Page extract:

Love songs make me sick
Every time someone listens to a song that brings back memories of a lost love (or one that is just within reach, or already beside you), the body produces actions reacting to the music and lyrics, production and arrangement, and the accompanying voice of the singer.
After your brain registers the song as familiar, the initial pang in your heart leads down to your core. Your muscles tighten and contract. There is a push and pull. Your stomach leaps inside of you. Up and down, back and forth. Pain becomes irrelevant. You lean forward and hold on, as if you can’t take it anymore.
Kinda feels like cramps.
On this week’s American Idol, popera star, Andrea Bocelli, and überproducer (as well as executive producer of my debut album, plus BFF), David Foster, were the featured guests, with the theme being love songs.
The singers sang their hearts out, but only a few of them made us feel sick...

Exercise instructions:
1. Do these statements agree with the post about love songs above? For each, answer yes or no and quote the words from the post that decide it.
(a) Andrea Bocelli and David Foster were the featured guests on this week's American Idol.
(b) The theme that week was movie soundtracks.
(c) When a familiar love song plays, your muscles relax.
2. Pick up the post about love songs above after its last sentence and carry it forward in the same voice.

Supplied records:
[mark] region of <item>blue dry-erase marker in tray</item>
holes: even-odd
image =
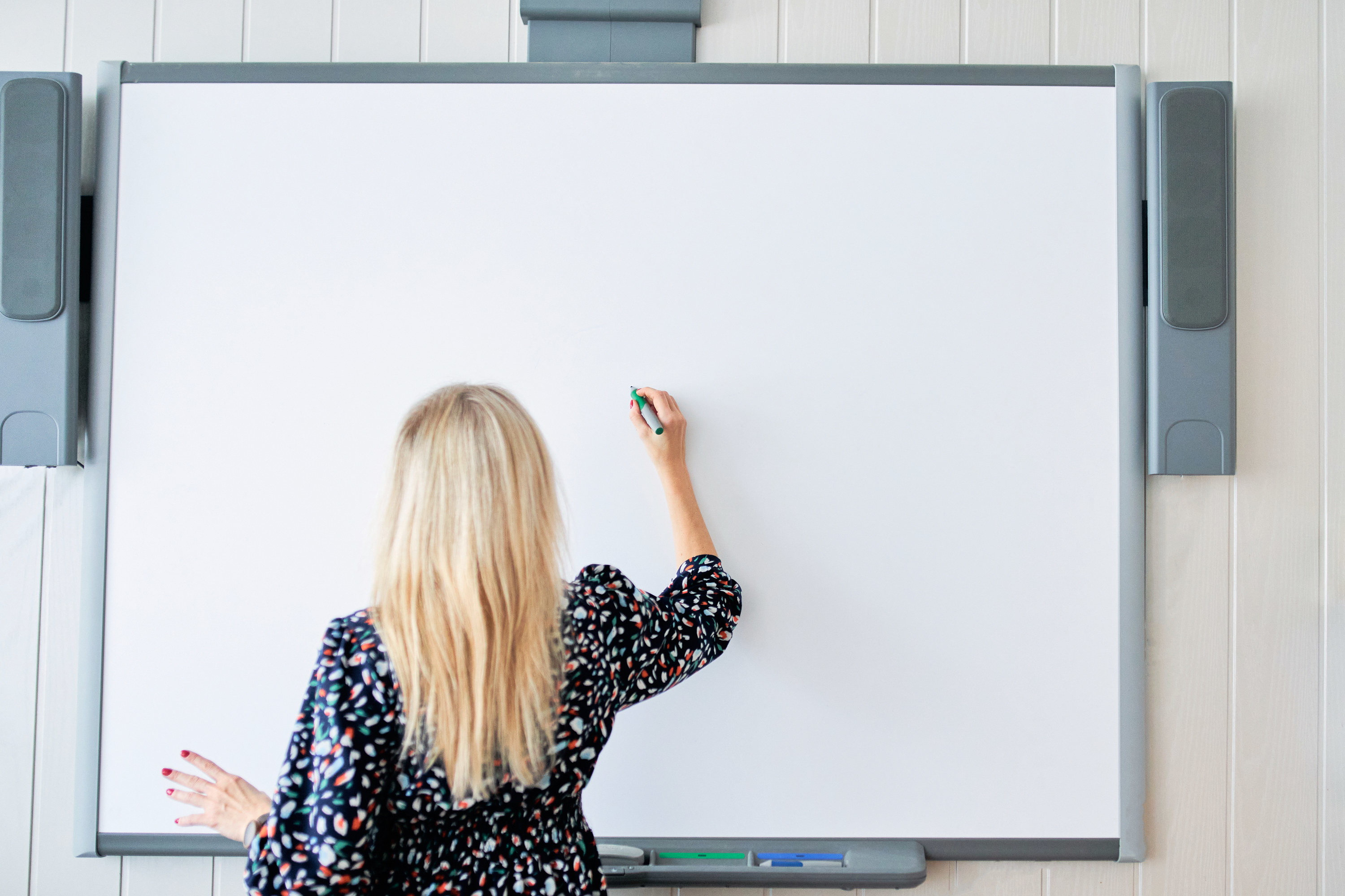
[[[757,860],[765,868],[839,868],[845,864],[843,853],[757,853]]]

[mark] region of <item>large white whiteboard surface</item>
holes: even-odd
[[[394,429],[494,382],[572,566],[674,571],[672,391],[744,587],[621,713],[600,836],[1118,836],[1115,91],[125,85],[101,832],[270,786]]]

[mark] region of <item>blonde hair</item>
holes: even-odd
[[[373,619],[402,690],[402,755],[457,799],[550,768],[562,525],[542,433],[498,386],[453,384],[397,435]]]

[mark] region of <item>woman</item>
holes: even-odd
[[[276,797],[187,751],[214,782],[164,770],[203,810],[179,825],[246,837],[250,893],[605,891],[580,794],[613,716],[722,653],[741,609],[686,420],[639,394],[682,562],[656,598],[607,566],[562,580],[551,461],[512,395],[449,386],[412,408],[373,606],[327,629]]]

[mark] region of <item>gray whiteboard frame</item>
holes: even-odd
[[[985,85],[1116,89],[1120,407],[1119,837],[920,841],[932,860],[1145,858],[1145,330],[1141,200],[1143,148],[1137,66],[885,66],[720,63],[128,63],[98,69],[98,175],[93,254],[89,445],[77,767],[77,856],[242,856],[217,834],[98,833],[102,611],[108,545],[112,326],[116,301],[121,85],[125,83],[808,83]],[[1064,408],[1063,408],[1064,410]],[[640,838],[623,838],[638,842]],[[705,841],[724,842],[720,841]],[[802,841],[800,841],[802,842]],[[833,841],[827,841],[833,842]],[[854,842],[862,842],[859,840]],[[677,881],[672,881],[674,884]],[[689,881],[694,883],[694,881]],[[802,881],[800,881],[802,883]],[[751,885],[763,887],[760,881]],[[768,884],[769,885],[769,884]],[[776,884],[777,887],[780,884]],[[799,884],[795,884],[799,885]],[[826,884],[808,884],[826,885]]]

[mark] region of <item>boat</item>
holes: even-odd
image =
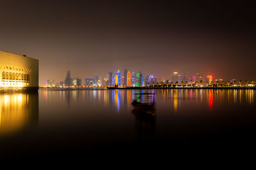
[[[152,116],[156,116],[155,103],[142,103],[136,100],[132,103],[134,111],[140,114],[147,114]]]

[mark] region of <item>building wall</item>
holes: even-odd
[[[3,73],[6,74],[5,78]],[[12,73],[12,77],[10,73]],[[9,74],[8,77],[7,74]],[[0,51],[0,90],[38,87],[38,60]]]

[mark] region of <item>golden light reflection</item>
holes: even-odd
[[[0,137],[19,131],[35,118],[37,120],[38,94],[32,96],[30,99],[28,94],[0,94]]]

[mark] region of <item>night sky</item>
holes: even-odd
[[[168,78],[256,79],[255,6],[246,1],[1,1],[0,50],[39,59],[47,78],[127,69]]]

Answers to each task:
1.
(a) Yes: "Andrea Bocelli, and überproducer (as well as executive producer of my debut album, plus BFF), David Foster, were the featured guests"
(b) No: "with the theme being love songs"
(c) No: "Your muscles tighten and contract."

2.
McPhee – I have nothing. You may have nothing after you’re in the bottom three this week. No one has ever sung this song well on AI (only Jenny the Hud came close). Your smugness got the best of you, and your performance was all over the place. Why didn’t you sing Paris’ song?.
Yamin – A song for you. It gave me chills, without being the sobbing mess that Paula Abdul made herself to be (get the woman a roll of Bounty). Great performance. Ooh.
Pickler – Unchained melody. Made my hair stand on end, in the bad way. You wanted to recreate the pottery scene in Ghost? You better stay out of throwing distance, 'cause there will be some mud flying your way. And, what really ticks me off is she will be in the competition for another few weeks, right up until the end.
Bennett – The way we were. It’s supposed to be a song about longing, not a song about needing. You may be the strongest female singer in the competition, but this song was oversung. You should’ve sung Katherine’s song.
Hicks – Just once. Strange how you sound like James Ingram… and Joe Cocker and Rob Seger, and… But, James Ingram can actually sing the song in tune and not have it meander all over the map. Love the velvet jacket with the satin trim. Does it come in a 36 long?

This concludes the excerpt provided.